**TEXT SECTION**:
────────

10 Tips for Building an HR Function from Scratch
“We have HR, but not an HR function.”
A CEO said this to me recently, and it is something I sometimes hear from founders and executives, especially during pre-opening phases or periods of rapid growth.
Whether you are launching HR in a new organization or formalizing it in a scaling one, the challenge is to move quickly, stay lean, and build structure that creates meaningful impact from day one. This holds true even when HR is just one person or a small team managing multiple responsibilities.
Here is a practical approach I recommend that avoids both oversimplifying and overcomplicating:
Position HR from the start as a data-informed strategic partner focused on enabling execution, building capability, and shaping culture, whether it is a team of one or a growing function, rather than limiting HR to creating and enforcing policy.
Identify the top 2-3 operational pain points and needs (such as hiring delays, payroll errors, compliance gaps, or skill shortages) in order to prioritize efforts that will deliver the fastest results.
Develop a focused HR plan with 3-5 initiatives aligned to business goals, supported by clear KPIs, defined ownership, allocated budget, and a 90-day roadmap to track progress without overextending limited resources.
Establish a lean HR foundation by setting up a basic organizational structure, clearly defining all roles through job architecture, launching a minimum viable recruitment engine, and implementing HRIS, LMS, and payroll systems within the first 30 days, even if responsibilities are shared across cross-functional collaborators.
Select an HRIS that supports at least 70 percent process automation, includes e-signatures, and provides real-time analytics to reduce administrative burden by 50 percent or more and improve HR response time.
Deploy a structured hiring process with templated job descriptions, Service Level Agreement dashboards that track time-to-fill and interview stages, and a centralized interview toolkit to improve hiring consistency, shorten decision cycles by 20-40%, and ensure roles are filled within pre-set SLA targets aligned to business needs.

────────

**DATA ENTRIES**:
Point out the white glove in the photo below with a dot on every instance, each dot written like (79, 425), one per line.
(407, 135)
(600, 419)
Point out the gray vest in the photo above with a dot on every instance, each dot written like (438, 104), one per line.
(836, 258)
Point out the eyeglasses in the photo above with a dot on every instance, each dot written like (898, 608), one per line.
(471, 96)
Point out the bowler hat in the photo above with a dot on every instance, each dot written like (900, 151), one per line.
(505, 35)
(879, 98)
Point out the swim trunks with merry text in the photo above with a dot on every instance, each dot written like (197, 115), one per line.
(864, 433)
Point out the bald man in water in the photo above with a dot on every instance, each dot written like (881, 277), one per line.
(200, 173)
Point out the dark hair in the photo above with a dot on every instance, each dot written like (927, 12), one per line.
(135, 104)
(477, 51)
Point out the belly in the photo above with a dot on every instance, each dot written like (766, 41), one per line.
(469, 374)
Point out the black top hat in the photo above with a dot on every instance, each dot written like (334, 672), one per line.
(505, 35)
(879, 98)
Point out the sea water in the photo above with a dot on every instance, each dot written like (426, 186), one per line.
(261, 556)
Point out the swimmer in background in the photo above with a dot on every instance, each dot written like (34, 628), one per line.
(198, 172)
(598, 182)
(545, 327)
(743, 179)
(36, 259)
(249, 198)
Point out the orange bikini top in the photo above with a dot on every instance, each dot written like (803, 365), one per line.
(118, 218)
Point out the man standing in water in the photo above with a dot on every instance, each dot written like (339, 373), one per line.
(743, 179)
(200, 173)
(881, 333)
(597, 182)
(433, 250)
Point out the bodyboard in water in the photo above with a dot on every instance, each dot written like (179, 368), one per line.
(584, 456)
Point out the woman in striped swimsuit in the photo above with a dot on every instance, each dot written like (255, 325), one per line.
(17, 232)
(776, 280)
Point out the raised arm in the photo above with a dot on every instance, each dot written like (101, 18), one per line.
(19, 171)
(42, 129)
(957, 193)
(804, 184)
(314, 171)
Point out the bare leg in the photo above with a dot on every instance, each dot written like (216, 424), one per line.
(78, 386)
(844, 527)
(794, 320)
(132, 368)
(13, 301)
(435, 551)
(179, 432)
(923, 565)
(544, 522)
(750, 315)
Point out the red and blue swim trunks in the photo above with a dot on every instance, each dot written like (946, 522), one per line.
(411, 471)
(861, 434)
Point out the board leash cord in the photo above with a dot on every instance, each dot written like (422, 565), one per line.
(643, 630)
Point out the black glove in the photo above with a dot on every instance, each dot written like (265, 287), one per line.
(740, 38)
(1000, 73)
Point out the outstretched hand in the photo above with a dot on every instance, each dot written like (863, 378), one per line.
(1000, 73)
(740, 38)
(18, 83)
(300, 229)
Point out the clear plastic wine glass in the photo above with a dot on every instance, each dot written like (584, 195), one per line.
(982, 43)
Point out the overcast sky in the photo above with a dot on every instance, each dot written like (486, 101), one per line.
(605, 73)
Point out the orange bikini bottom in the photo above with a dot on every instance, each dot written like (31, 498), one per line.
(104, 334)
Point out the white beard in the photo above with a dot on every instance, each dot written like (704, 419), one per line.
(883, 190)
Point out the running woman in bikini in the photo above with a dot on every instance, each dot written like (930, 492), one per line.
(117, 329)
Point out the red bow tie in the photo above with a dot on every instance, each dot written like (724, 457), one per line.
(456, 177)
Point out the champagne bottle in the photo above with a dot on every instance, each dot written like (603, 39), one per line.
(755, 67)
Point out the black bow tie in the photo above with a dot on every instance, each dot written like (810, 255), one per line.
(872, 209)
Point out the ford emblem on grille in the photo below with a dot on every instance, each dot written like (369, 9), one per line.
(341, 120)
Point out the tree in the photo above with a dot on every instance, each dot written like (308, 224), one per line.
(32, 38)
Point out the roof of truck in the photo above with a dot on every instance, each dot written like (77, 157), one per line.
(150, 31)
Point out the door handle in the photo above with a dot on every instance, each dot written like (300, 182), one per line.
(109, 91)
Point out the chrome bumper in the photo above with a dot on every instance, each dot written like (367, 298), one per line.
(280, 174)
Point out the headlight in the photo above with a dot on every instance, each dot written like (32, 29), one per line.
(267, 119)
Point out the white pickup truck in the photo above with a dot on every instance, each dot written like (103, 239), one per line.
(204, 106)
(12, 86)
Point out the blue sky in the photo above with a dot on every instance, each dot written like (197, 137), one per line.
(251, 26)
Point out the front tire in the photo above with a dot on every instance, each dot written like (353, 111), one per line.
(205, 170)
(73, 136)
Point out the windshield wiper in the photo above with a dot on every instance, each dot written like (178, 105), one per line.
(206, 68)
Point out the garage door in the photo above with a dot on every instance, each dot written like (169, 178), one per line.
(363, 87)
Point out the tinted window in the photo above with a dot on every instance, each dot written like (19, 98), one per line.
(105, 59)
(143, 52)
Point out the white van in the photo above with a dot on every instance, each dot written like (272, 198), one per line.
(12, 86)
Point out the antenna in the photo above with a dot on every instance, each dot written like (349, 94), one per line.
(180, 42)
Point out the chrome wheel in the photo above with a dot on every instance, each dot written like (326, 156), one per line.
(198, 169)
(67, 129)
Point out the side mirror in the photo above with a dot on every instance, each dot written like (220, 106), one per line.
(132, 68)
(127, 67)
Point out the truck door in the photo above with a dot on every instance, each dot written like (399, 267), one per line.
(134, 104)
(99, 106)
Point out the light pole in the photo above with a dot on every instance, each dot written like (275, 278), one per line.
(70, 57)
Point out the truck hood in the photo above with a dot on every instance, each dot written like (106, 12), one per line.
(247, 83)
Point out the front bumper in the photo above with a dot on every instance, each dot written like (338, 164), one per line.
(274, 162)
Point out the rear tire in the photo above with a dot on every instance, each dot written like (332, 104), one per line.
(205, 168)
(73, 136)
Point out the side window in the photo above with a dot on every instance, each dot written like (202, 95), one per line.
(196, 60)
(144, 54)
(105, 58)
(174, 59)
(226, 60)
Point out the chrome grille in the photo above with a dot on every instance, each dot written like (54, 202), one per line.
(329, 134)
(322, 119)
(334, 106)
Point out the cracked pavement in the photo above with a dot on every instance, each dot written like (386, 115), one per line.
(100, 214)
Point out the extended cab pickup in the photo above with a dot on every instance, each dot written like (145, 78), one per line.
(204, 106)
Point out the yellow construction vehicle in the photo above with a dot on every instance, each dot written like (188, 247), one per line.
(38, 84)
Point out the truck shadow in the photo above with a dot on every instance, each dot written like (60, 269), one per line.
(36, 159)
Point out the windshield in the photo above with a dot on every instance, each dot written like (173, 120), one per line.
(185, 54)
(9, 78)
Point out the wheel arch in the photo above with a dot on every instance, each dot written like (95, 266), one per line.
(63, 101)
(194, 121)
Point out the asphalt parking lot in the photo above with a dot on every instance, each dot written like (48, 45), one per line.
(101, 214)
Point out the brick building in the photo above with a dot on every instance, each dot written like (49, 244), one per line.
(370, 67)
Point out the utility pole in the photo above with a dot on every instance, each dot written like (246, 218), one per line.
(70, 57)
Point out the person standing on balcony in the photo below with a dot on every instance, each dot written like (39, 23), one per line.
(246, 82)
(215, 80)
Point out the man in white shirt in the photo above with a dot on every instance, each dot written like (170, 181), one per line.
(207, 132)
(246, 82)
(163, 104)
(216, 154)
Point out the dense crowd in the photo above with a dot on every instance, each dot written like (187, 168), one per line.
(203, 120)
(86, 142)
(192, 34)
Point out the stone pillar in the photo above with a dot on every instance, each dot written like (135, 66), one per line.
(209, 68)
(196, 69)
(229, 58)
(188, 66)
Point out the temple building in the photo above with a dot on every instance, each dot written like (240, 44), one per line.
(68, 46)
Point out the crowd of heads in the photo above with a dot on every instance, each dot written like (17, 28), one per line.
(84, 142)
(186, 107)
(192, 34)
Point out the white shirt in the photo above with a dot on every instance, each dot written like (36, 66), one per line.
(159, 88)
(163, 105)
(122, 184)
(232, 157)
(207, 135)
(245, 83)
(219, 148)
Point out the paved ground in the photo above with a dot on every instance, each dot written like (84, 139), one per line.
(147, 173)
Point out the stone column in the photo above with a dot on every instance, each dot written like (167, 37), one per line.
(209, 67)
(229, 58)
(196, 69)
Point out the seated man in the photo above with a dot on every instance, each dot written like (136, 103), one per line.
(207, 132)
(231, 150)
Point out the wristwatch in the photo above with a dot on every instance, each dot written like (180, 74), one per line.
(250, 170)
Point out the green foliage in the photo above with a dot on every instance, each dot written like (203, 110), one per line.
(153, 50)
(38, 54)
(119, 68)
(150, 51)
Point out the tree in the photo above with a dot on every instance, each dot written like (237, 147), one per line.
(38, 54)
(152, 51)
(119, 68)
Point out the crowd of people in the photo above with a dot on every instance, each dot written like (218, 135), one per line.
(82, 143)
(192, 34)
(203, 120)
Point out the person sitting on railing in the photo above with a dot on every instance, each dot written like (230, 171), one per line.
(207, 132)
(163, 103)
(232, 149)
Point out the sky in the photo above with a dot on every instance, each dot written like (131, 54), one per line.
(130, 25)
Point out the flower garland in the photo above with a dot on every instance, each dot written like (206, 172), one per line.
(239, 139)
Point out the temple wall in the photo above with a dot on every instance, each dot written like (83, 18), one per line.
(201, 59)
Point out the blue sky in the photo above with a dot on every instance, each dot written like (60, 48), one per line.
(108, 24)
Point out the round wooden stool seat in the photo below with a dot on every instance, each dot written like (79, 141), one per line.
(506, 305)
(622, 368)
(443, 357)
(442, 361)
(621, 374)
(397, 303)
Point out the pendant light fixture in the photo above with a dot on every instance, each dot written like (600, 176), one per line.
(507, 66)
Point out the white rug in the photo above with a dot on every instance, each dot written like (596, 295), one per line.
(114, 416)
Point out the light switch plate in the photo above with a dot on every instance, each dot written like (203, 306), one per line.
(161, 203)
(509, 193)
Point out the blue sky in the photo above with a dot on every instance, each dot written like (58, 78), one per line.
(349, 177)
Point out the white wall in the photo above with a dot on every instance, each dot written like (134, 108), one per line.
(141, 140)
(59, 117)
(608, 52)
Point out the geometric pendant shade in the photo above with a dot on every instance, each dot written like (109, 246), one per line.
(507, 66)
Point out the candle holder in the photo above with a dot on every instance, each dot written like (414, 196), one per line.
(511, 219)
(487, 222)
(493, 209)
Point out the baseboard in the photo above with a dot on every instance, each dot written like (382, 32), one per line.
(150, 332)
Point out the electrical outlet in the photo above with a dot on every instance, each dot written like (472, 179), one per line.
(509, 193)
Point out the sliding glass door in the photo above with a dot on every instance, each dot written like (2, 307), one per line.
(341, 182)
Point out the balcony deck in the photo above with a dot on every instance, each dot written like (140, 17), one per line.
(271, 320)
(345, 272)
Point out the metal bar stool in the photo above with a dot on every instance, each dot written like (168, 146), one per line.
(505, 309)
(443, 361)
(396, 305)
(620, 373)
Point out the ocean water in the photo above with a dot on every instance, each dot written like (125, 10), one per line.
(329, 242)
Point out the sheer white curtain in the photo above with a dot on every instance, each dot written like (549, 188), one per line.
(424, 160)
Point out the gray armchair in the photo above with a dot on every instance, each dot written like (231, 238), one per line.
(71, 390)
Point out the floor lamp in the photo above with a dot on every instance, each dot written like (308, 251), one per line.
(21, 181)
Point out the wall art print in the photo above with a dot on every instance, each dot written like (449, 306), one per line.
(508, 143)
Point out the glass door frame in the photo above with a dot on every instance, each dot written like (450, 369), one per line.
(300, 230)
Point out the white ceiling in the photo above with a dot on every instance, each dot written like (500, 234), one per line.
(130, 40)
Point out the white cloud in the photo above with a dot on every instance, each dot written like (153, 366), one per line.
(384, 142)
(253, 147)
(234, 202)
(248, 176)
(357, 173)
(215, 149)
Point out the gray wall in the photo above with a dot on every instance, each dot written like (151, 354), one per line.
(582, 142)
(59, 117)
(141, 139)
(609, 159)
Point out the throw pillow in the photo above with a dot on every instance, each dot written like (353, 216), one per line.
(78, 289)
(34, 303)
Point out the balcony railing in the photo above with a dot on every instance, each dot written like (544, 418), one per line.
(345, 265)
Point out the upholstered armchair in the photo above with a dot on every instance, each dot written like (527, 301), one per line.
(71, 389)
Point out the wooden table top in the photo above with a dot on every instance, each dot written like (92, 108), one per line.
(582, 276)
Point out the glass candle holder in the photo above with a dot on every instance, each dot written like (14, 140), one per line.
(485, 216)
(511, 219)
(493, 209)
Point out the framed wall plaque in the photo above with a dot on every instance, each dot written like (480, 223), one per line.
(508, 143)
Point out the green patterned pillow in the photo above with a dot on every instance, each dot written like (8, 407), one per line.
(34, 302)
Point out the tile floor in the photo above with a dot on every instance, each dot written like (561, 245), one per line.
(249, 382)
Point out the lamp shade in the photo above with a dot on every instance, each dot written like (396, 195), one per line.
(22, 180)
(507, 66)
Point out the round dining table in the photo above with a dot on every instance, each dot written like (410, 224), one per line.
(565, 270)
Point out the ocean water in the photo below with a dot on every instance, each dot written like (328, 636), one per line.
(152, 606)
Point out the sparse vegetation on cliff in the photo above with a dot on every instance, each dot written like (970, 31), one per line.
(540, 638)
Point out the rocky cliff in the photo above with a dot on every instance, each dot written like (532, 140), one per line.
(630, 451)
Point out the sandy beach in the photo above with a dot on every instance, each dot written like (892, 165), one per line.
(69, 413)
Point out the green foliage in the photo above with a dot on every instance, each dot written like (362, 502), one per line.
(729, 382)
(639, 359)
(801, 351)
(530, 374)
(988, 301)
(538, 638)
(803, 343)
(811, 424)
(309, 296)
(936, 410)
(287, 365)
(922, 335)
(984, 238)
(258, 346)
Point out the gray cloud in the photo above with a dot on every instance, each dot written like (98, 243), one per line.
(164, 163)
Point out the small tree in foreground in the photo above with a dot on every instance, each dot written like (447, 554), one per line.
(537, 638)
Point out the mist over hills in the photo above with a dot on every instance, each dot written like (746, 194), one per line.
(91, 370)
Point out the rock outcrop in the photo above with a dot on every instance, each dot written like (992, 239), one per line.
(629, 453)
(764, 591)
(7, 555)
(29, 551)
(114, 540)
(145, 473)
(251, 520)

────────

**INSTRUCTION**: Return the full tips text on building an HR function from scratch, reproduced word for word.

**REPLY TO THE EXERCISE**:
10 Tips for Building an HR Function from Scratch
“We have HR, but not an HR function.”
A CEO said this to me recently, and it is something I sometimes hear from founders and executives, especially during pre-opening phases or periods of rapid growth.
Whether you are launching HR in a new organization or formalizing it in a scaling one, the challenge is to move quickly, stay lean, and build structure that creates meaningful impact from day one. This holds true even when HR is just one person or a small team managing multiple responsibilities.
Here is a practical approach I recommend that avoids both oversimplifying and overcomplicating:
Position HR from the start as a data-informed strategic partner focused on enabling execution, building capability, and shaping culture, whether it is a team of one or a growing function, rather than limiting HR to creating and enforcing policy.
Identify the top 2-3 operational pain points and needs (such as hiring delays, payroll errors, compliance gaps, or skill shortages) in order to prioritize efforts that will deliver the fastest results.
Develop a focused HR plan with 3-5 initiatives aligned to business goals, supported by clear KPIs, defined ownership, allocated budget, and a 90-day roadmap to track progress without overextending limited resources.
Establish a lean HR foundation by setting up a basic organizational structure, clearly defining all roles through job architecture, launching a minimum viable recruitment engine, and implementing HRIS, LMS, and payroll systems within the first 30 days, even if responsibilities are shared across cross-functional collaborators.
Select an HRIS that supports at least 70 percent process automation, includes e-signatures, and provides real-time analytics to reduce administrative burden by 50 percent or more and improve HR response time.
Deploy a structured hiring process with templated job descriptions, Service Level Agreement dashboards that track time-to-fill and interview stages, and a centralized interview toolkit to improve hiring consistency, shorten decision cycles by 20-40%, and ensure roles are filled within pre-set SLA targets aligned to business needs.